DATA ENTRIES:

BEGIN

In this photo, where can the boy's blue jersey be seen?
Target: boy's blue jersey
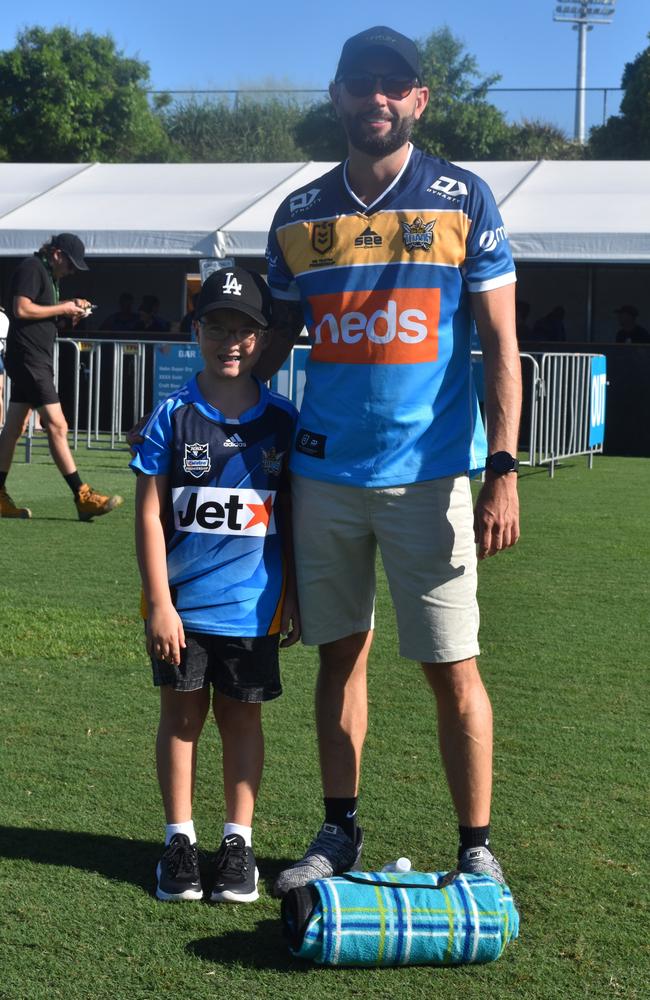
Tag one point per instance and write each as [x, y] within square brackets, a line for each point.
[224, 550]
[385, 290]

END
BEGIN

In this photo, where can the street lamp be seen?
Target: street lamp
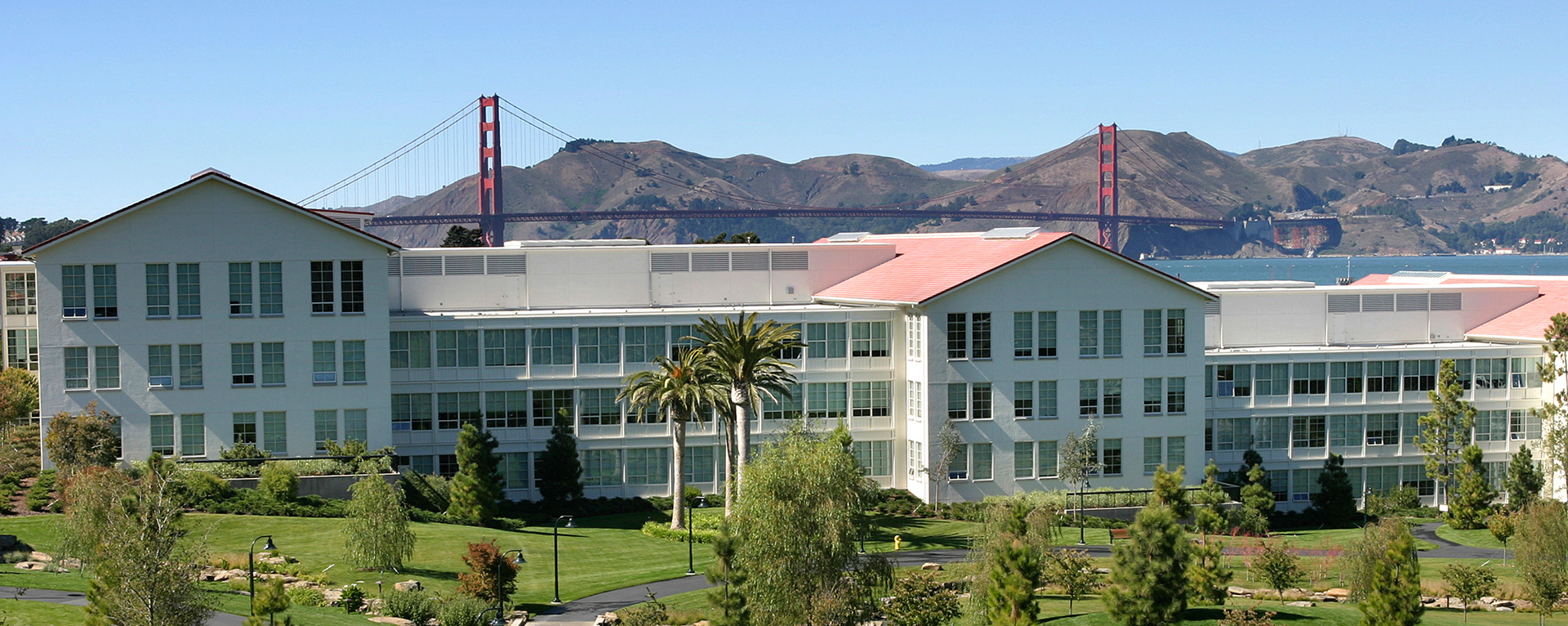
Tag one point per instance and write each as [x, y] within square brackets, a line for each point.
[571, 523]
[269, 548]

END

CHALLENGE:
Pick out every line of the listing above that contains the string "jersey", treating uppercase and lowercase letters as distinct.

TASK RESULT:
In this photo, where can the boy's blue jersey be seen?
Target: boy's blue jersey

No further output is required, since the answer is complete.